GOAL: Return every line of the rows below unchanged, leaving the pictures out of your answer.

--- Start TASK INPUT ---

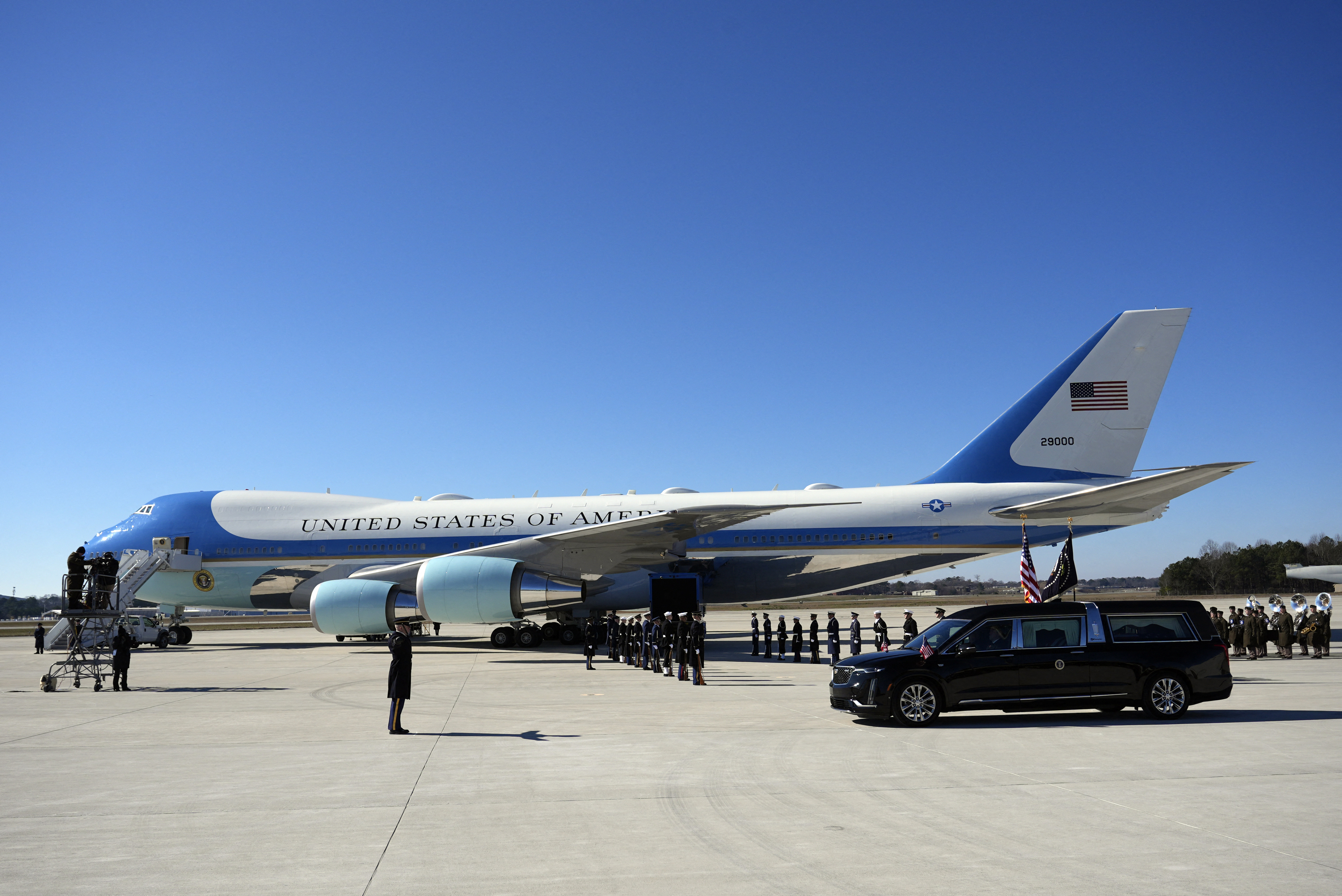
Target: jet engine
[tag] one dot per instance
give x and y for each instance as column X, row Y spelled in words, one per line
column 489, row 589
column 356, row 607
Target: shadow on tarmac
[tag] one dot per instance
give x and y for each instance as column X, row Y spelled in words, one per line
column 1093, row 719
column 525, row 736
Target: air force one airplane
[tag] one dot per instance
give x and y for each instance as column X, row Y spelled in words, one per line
column 1063, row 451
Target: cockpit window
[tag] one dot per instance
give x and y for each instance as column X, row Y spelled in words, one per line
column 939, row 635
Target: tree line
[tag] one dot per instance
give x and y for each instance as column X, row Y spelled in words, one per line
column 1224, row 568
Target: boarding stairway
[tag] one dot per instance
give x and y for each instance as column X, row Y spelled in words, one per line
column 136, row 568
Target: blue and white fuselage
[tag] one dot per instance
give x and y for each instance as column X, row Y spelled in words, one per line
column 1063, row 453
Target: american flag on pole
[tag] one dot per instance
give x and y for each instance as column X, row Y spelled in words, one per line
column 1102, row 395
column 1029, row 581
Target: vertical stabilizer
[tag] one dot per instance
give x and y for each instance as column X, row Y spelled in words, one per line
column 1085, row 420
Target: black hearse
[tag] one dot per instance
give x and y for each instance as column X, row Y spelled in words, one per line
column 1161, row 657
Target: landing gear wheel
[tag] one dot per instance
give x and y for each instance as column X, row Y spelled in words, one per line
column 916, row 705
column 1166, row 697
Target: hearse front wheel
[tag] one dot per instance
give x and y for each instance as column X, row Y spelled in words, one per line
column 916, row 705
column 1166, row 697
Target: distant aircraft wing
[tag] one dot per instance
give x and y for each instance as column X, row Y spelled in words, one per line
column 620, row 547
column 1128, row 497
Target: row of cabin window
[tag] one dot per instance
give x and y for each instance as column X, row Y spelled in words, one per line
column 775, row 540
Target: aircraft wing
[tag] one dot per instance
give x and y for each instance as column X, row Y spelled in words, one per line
column 1128, row 497
column 619, row 547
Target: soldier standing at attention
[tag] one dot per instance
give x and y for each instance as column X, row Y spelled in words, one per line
column 1219, row 624
column 654, row 644
column 833, row 636
column 399, row 677
column 120, row 659
column 590, row 639
column 911, row 627
column 1285, row 634
column 74, row 579
column 880, row 632
column 682, row 635
column 698, row 634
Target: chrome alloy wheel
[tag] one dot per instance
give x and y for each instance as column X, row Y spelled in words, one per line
column 1168, row 697
column 917, row 703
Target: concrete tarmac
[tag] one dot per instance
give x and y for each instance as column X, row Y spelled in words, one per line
column 258, row 762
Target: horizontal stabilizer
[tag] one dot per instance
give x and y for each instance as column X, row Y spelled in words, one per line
column 1128, row 497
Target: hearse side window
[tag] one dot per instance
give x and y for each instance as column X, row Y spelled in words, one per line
column 994, row 635
column 1151, row 628
column 1059, row 632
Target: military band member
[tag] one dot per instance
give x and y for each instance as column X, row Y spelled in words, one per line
column 878, row 632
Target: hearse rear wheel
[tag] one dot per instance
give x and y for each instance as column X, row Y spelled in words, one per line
column 916, row 705
column 1166, row 697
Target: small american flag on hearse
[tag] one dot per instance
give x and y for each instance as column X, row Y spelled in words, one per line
column 1109, row 395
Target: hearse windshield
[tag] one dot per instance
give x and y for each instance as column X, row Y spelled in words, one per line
column 939, row 635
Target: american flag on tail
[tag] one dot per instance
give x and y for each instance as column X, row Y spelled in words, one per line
column 1029, row 581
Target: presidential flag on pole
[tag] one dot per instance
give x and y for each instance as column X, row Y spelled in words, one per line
column 1029, row 581
column 1065, row 573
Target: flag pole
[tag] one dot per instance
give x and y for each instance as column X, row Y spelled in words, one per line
column 1069, row 536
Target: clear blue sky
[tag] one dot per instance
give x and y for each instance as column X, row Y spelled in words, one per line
column 403, row 249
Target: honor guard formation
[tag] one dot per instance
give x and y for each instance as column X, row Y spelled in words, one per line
column 658, row 644
column 1306, row 626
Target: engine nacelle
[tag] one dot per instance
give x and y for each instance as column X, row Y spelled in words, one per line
column 489, row 589
column 355, row 607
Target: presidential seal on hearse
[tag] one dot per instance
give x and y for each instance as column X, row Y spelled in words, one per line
column 1161, row 657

--- End TASK INPUT ---

EXERCISE ANSWER:
Target: jet engine
[tag] one dot per instance
give x and y for each instance as column X, row Y spelled in words, one per line
column 489, row 589
column 356, row 607
Target: shadow on tarmac
[tag] one dot per instance
give x and y for each instance as column X, row Y spelled in words, one per line
column 1093, row 719
column 525, row 736
Target: air force one airplane
[tag] one dot per instance
give x and y for each instance as column X, row Y spelled in words, one per line
column 1063, row 451
Target: cockpit window
[tag] one dot per instance
give x and y for each instance as column X, row Y spelled in words, one per line
column 939, row 635
Target: tree line
[tag] one dot per instance
give x and y for each instance as column X, row Y spelled in words, one per line
column 1224, row 568
Target: boarding stairway
[tag] one dot per instance
give x and y for each instance as column X, row Y spelled in words, one per line
column 136, row 568
Target: blue and white fuselage
[tag] one dot per instance
give x and y for each instance as column X, row Y spelled in words, one per line
column 1063, row 453
Target: american flag on pole
[tag] one dot per instance
give x and y for each instance as column X, row Y spelled in words, one per line
column 1102, row 395
column 1029, row 581
Target: vertical stabilizer
[tag] one dot per instance
give x and y for each instance as column X, row Y spelled in words, one per line
column 1085, row 420
Target: black hearse
[tag] one dot per instance
give x and y for each instance as column X, row Y spelled in words, one per line
column 1161, row 657
Target: landing gear wheel
[tag] one dot per instance
give x and y for each instance as column X, row Y spelled in words, one per line
column 916, row 705
column 1166, row 697
Target: hearse front wheel
[tag] one dot per instance
give x and y for each instance as column X, row Y spelled in words, one per line
column 916, row 705
column 1166, row 697
Target: distant aircraft wing
[tag] one dot per instance
give x and y for each instance as column X, row Y spelled in words, one per line
column 620, row 547
column 1128, row 497
Target: row of cabin window
[tag] one dot per instance
give x and y for each instance as column X, row Y spelled in words, one per line
column 775, row 540
Target: aircraft wing
[tag] one dot per instance
give x and y for each instance as column X, row Y spelled in words, one per line
column 1128, row 497
column 619, row 547
Target: soldier standing at attention
[tag] one dot per instance
give x and y for each instance as column X, row Y spelled in words, one per line
column 1219, row 624
column 654, row 644
column 833, row 636
column 399, row 677
column 120, row 659
column 590, row 639
column 911, row 627
column 1285, row 634
column 74, row 579
column 880, row 632
column 682, row 635
column 698, row 634
Target: chrome alloy wheel
[tag] one dot per instance
give x and y for each instance as column X, row Y spelled in words, one per line
column 1168, row 697
column 917, row 703
Target: concrete tarmac
[tag] one dot per instance
give x and y for each instance as column X, row Y spelled in words, one per line
column 258, row 762
Target: horizontal stabilizer
[tag] one dot per instance
give x and y for each instance as column X, row Y spelled in words, one per line
column 1128, row 497
Target: hearse side window
[tag] one dot per instance
give x and y for each instance as column X, row Y spelled in words, one per line
column 994, row 635
column 1151, row 628
column 1059, row 632
Target: military band member
[tag] one dot per instance
give x and y for each instance as column X, row Y spelled in words, one per line
column 878, row 632
Target: hearse rear wheel
[tag] one dot per instance
give x and y for each instance as column X, row Y spelled in words, one per line
column 916, row 705
column 1166, row 697
Target: small american flag on hearse
[tag] one dot per instance
give x and y for each instance as column X, row Y spelled in words, one per line
column 1109, row 395
Target: hearse windshield
[tag] one dot per instance
give x and y for each instance as column X, row Y spelled in words, one per line
column 939, row 635
Target: american flag on tail
[tag] one dot per instance
give x and y for each instance as column X, row Y spelled in words, one per line
column 1029, row 581
Target: presidential flag on pole
[tag] one dot per instance
give x and y for each instance as column X, row Y spelled in words, one per line
column 1029, row 581
column 1065, row 573
Target: flag pole
[tag] one dot per instance
give x and y for each instance as column X, row Y spelled in words, one per line
column 1069, row 536
Target: clear blue sky
[tag] one dot per instance
give x and y for each instance as column X, row Y spelled in words, one per line
column 403, row 249
Target: honor guard formation
[tag] one dot per instance
give x and y for each instance as column X, row Y spelled in words, one per line
column 658, row 644
column 1306, row 626
Target: engine nacelle
[tag] one dot per instance
give x and y for each instance as column X, row Y spelled in words, one per line
column 489, row 589
column 355, row 607
Target: presidential seal on hearse
[tag] one dot per instance
give x and y for each instance as column X, row Y spelled in words, one per line
column 1161, row 657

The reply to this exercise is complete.